What you will do – Collect each line of the records below that contains the string "wooden", and copy those lines in full. Matching is case-sensitive.
--- Begin Provided material ---
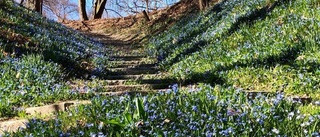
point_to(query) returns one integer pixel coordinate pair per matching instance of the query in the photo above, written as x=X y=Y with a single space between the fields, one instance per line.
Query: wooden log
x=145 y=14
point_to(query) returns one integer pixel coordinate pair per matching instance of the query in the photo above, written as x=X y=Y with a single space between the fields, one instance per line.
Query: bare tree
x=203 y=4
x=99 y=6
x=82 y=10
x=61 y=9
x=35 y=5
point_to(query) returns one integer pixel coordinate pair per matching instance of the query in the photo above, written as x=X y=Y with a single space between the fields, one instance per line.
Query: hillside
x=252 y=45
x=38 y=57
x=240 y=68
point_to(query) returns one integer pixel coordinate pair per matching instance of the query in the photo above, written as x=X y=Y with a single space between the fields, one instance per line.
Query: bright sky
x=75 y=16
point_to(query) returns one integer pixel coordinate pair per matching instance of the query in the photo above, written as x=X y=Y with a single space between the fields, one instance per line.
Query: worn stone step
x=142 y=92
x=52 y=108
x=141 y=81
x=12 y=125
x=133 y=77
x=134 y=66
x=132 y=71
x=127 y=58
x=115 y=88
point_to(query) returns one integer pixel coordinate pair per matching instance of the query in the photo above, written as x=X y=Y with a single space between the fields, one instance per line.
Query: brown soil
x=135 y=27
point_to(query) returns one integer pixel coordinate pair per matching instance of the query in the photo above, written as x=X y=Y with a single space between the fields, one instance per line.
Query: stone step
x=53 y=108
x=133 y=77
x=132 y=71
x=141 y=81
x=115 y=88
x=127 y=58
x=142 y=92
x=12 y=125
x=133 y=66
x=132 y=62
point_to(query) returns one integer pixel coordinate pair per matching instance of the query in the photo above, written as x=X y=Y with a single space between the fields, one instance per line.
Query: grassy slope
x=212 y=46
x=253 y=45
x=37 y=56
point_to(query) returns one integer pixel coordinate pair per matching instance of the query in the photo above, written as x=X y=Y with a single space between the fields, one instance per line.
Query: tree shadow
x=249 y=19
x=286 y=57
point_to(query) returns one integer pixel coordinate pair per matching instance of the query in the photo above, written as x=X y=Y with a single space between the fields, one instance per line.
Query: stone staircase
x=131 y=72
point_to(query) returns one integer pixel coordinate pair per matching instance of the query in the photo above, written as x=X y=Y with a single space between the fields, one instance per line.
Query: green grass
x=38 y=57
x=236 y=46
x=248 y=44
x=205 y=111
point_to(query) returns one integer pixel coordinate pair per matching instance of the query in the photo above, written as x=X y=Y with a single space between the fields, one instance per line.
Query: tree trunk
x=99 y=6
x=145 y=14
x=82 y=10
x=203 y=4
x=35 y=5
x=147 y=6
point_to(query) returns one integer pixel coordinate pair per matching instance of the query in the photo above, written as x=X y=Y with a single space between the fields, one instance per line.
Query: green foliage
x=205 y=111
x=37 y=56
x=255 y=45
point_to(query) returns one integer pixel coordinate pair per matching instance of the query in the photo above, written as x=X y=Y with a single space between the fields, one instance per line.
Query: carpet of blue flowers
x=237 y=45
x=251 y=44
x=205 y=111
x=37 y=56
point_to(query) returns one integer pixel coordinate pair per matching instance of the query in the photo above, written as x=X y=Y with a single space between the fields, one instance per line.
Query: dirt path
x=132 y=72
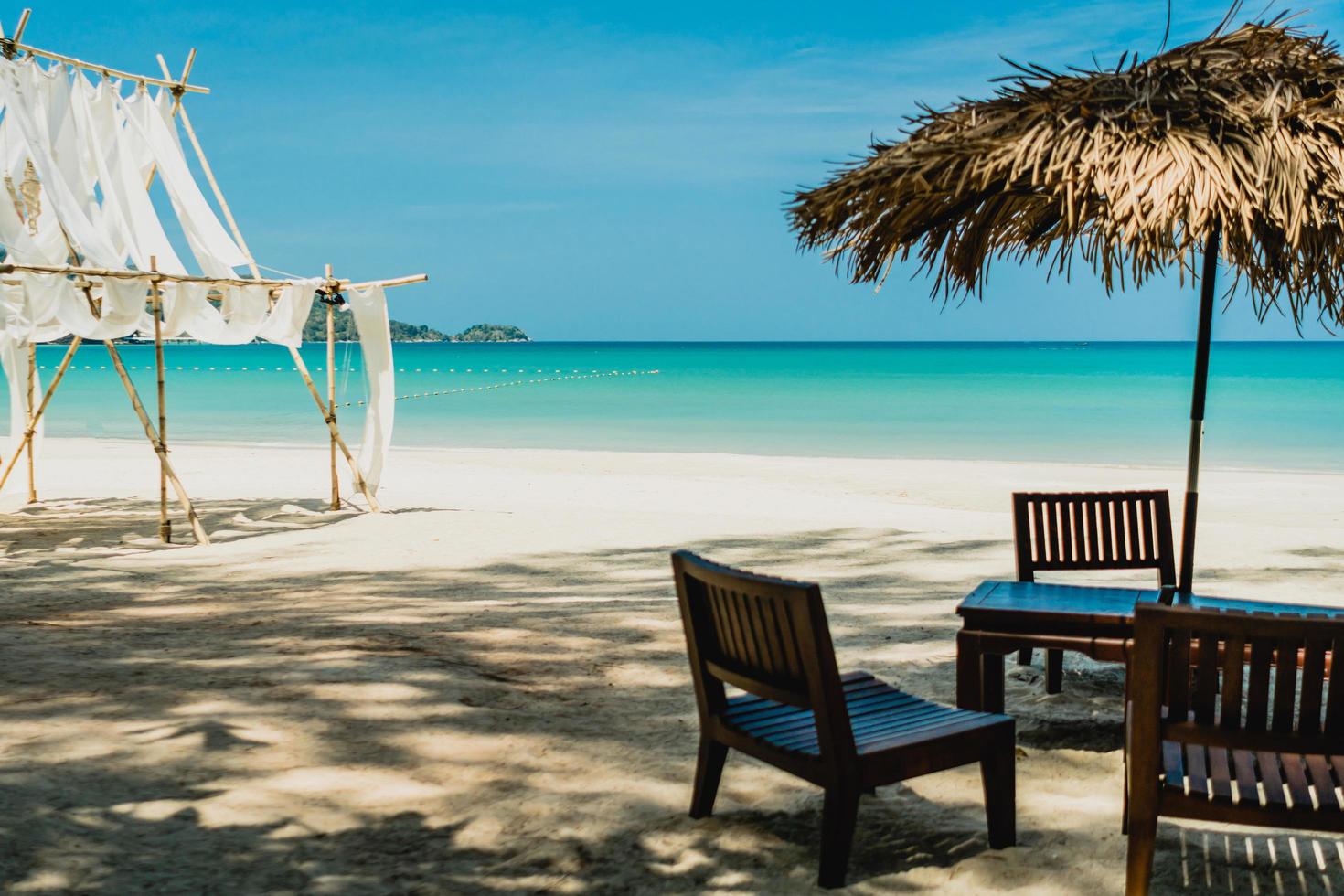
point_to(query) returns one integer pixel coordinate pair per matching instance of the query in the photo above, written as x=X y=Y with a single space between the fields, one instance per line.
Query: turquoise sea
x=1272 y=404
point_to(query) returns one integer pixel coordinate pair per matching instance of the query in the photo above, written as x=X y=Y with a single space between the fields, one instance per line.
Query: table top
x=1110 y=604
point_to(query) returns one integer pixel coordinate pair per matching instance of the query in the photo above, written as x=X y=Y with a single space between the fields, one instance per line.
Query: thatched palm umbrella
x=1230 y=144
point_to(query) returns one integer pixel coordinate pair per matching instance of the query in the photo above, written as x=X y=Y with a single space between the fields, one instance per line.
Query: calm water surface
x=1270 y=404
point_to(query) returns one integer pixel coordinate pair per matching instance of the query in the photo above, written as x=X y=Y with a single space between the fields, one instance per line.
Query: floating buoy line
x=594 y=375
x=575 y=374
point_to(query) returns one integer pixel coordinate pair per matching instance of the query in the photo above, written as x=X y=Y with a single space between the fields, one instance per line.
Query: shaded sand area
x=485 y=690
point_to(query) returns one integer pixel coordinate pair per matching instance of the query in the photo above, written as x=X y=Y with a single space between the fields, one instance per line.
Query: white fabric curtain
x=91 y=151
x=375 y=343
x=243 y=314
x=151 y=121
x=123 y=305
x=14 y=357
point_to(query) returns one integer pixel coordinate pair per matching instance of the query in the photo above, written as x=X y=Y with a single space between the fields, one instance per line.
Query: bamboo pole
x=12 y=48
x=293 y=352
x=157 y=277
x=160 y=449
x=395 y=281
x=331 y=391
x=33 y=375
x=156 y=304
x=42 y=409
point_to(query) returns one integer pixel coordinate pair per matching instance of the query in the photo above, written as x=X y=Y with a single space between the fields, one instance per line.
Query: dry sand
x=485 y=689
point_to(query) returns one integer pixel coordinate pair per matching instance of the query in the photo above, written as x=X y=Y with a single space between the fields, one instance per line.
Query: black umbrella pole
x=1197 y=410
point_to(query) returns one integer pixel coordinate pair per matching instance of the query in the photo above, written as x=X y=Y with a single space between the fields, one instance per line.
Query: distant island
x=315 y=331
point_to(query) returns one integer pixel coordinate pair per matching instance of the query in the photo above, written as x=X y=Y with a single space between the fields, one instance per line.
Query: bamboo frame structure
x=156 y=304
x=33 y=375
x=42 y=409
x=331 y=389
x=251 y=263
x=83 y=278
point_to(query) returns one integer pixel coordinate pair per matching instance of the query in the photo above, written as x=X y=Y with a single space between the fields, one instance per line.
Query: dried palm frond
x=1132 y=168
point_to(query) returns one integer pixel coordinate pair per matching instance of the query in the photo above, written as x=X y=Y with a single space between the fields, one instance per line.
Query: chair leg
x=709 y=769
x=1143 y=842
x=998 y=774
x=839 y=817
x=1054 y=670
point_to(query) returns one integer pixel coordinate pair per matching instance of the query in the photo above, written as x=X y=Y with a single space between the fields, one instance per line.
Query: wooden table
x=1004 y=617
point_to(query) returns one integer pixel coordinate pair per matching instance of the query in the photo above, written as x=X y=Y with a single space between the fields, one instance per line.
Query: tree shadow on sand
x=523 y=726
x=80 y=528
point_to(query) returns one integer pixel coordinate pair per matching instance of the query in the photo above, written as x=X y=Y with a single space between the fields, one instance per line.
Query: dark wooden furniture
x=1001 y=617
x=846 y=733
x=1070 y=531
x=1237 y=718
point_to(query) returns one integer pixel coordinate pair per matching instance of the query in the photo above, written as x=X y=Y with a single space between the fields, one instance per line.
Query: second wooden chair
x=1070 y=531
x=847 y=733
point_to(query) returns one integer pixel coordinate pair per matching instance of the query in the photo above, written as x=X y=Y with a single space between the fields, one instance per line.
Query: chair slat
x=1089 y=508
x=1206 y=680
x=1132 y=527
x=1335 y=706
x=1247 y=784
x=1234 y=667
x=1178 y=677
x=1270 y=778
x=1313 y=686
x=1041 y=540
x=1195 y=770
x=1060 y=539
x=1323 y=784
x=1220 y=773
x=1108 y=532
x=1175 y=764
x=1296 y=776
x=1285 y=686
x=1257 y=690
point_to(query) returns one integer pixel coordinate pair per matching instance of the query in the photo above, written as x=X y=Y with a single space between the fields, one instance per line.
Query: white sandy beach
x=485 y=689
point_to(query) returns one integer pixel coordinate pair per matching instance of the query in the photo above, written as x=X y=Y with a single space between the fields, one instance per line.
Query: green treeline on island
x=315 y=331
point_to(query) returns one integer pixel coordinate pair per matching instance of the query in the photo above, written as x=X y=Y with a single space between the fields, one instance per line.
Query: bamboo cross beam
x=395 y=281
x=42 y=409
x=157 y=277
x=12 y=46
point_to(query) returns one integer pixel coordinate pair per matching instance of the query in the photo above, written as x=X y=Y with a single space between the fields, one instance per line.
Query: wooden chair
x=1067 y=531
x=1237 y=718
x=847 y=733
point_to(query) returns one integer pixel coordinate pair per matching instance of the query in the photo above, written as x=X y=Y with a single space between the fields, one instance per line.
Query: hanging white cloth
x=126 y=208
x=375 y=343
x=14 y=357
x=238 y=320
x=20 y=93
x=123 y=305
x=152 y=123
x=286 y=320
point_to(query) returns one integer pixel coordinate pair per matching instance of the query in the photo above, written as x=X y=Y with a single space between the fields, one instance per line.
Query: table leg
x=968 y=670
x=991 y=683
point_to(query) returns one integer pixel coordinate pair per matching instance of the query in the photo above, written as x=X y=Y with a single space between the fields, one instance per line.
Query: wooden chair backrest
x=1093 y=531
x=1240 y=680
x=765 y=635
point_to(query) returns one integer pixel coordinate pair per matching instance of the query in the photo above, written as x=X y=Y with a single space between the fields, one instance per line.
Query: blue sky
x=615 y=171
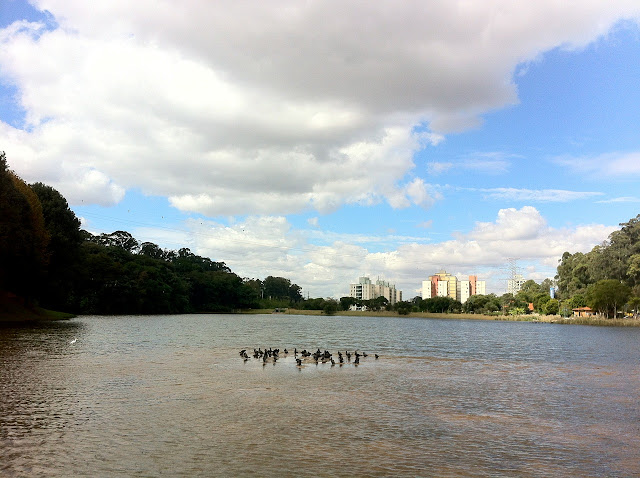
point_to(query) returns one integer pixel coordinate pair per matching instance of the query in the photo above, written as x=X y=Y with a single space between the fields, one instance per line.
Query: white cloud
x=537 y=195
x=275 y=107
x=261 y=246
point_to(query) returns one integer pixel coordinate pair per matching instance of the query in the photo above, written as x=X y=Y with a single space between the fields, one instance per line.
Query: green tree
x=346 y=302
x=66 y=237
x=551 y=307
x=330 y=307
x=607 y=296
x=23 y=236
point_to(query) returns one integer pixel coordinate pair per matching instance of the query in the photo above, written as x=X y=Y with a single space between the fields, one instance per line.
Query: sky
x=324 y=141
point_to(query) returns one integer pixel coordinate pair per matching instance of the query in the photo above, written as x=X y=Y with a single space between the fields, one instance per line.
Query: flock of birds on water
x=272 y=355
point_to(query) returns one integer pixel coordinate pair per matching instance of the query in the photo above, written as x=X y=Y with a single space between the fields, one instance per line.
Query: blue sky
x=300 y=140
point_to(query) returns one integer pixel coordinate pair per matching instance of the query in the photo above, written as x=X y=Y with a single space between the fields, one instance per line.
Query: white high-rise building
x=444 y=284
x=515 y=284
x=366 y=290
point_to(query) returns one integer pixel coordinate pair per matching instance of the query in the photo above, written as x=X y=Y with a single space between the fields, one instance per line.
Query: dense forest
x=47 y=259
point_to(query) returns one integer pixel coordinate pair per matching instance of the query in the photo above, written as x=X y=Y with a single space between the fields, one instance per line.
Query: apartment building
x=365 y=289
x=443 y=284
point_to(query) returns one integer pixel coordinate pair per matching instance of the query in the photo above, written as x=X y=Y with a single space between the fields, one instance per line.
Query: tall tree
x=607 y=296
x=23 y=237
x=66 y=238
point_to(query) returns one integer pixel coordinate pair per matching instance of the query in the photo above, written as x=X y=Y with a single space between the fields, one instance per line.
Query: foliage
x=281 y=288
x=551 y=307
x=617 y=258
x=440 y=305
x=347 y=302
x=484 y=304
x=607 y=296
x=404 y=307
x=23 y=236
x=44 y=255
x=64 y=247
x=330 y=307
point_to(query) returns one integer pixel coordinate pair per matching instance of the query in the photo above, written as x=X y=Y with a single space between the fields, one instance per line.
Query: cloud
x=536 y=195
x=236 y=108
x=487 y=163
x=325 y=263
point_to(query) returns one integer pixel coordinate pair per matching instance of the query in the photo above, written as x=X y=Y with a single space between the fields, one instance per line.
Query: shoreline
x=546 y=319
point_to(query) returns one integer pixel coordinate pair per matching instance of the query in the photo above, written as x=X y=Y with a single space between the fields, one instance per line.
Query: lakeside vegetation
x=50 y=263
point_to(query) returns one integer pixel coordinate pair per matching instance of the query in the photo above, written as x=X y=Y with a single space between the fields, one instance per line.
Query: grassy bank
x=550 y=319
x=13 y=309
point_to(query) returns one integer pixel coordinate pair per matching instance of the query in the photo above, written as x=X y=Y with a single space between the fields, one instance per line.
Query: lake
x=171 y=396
--- End Provided material ---
The completed task –
Query: wooden log
Query: wooden table
Query: dark wooden furniture
Query: second wooden chair
Query: wooden chair
Query: wooden chair backrest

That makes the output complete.